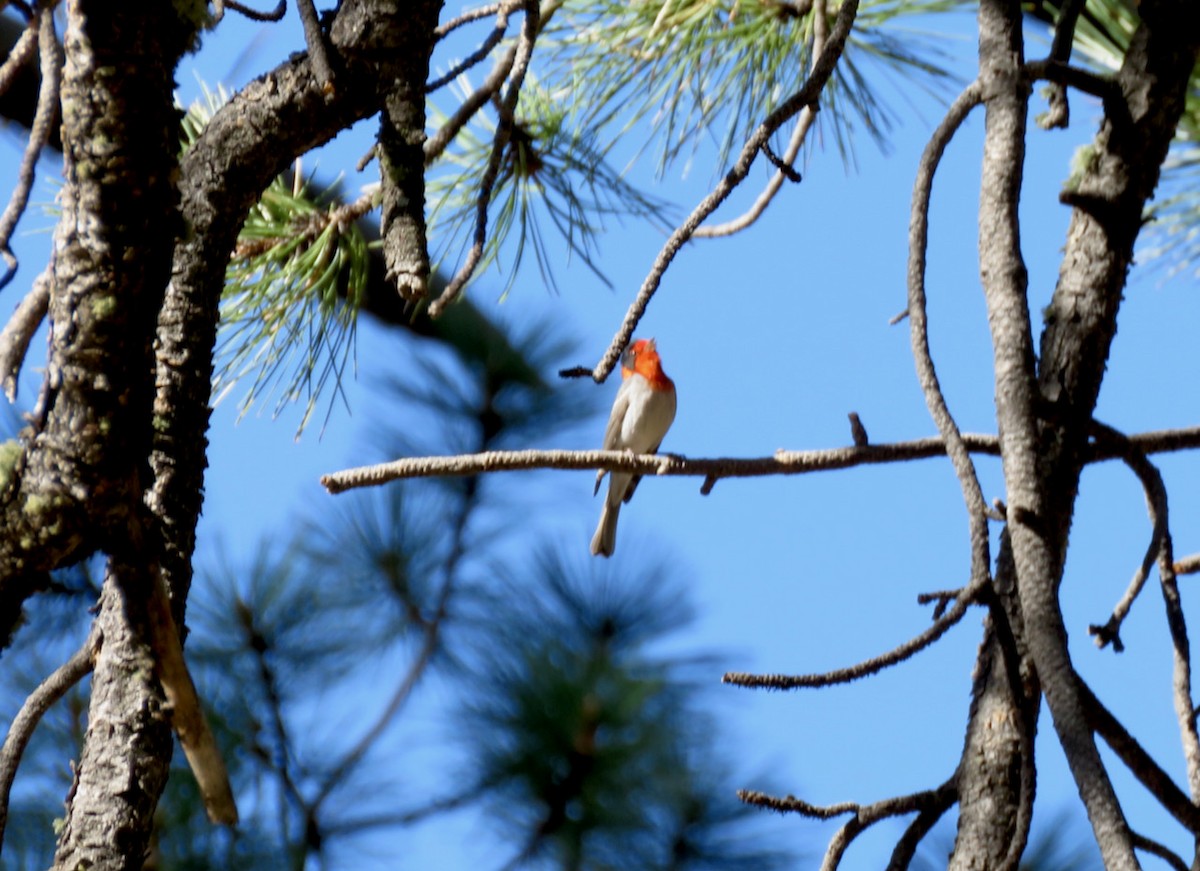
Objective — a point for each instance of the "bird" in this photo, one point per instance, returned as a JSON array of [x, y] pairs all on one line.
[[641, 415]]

--

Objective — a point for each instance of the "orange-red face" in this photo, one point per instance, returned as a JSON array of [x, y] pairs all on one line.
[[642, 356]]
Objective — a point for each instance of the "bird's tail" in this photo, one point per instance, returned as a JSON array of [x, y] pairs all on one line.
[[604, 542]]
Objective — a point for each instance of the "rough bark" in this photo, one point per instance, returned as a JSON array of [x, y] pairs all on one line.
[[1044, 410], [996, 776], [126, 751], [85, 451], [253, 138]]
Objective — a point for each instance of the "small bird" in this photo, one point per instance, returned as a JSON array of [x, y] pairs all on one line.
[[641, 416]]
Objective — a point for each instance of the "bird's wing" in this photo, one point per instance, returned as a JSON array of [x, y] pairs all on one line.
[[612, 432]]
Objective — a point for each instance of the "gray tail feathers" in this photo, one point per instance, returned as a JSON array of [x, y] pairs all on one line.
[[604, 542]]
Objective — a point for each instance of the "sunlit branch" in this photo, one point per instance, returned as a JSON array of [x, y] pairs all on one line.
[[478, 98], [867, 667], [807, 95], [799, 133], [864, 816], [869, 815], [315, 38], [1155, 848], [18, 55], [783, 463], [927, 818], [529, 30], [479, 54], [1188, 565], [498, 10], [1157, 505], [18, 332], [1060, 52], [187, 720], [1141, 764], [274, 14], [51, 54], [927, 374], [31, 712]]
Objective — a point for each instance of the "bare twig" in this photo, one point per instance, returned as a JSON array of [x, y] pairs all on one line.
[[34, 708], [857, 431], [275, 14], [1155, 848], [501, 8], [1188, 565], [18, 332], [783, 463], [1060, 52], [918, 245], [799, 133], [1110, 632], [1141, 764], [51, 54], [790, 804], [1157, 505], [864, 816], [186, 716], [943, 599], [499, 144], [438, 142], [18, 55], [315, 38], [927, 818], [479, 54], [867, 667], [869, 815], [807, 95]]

--

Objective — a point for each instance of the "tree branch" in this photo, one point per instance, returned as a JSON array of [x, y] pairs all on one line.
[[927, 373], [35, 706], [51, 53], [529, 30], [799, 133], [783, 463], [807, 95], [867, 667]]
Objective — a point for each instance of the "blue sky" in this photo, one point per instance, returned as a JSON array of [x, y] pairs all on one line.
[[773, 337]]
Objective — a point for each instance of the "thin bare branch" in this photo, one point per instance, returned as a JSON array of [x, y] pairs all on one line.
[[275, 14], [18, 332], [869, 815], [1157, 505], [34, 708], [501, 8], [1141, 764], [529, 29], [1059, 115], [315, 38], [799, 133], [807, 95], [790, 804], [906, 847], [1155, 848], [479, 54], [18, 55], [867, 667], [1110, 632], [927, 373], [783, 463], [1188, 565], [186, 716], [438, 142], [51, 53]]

◆ **WHAT YOU NEED TO DO**:
Show each line in the records that contains the string "point". Case counts.

◆ **WRITTEN RESPONSE**:
Objective — a point for each instance of the "bird" in this photo, one point per instance, returned as a JSON array of [x, y] pairs all on one line.
Objective — a point for each instance of the "orange-red face" in this photo, one point per instance, returned as a JSON array of [x, y] pairs all on one line.
Objective — a point for each instance of the "bird's tail" in this photo, one point per instance, returned as a JSON array of [x, y] pairs all on one line.
Objective — a point for each instance of the "rough bark" in this photo, one point per instance, returned as a JSON array of [x, y] pairs all on one line.
Objective — a point for each instance of the "small bird" in this photo, one point per instance, returned as a JSON array of [x, y] pairs all on one line.
Objective — a point for each instance of the "bird's wing" in this photo, one point per instance, returned as a JSON array of [x, y] pairs all on one line.
Objective — a point for each instance of the "gray tail feathers" in this photo, one point per instance, returned as a JSON array of [x, y] pairs all on one line.
Objective — a point for each instance of the "sunlit branch" in this photo, one point per instance, returned as a JSON array of [x, y] pairs all on one line.
Objective — a point for each instance of the "bare twig" in this photo, one point per instance, returned as a JSON array of [x, y] pairs all on one line.
Objective — a point for each instance of the "tree branch" in this photo, one point per instance, returned as a JSON array of [x, y] pairs all on one line.
Objective — a point for each instance of the "blue sky" in this photo, one point per instance, returned as a JSON array of [x, y] pairs all on one line.
Objective — a point for each instance of the "thin bare branch" in this photo, one point per instance, returned as a JSON array of [x, y] pairs all on one line.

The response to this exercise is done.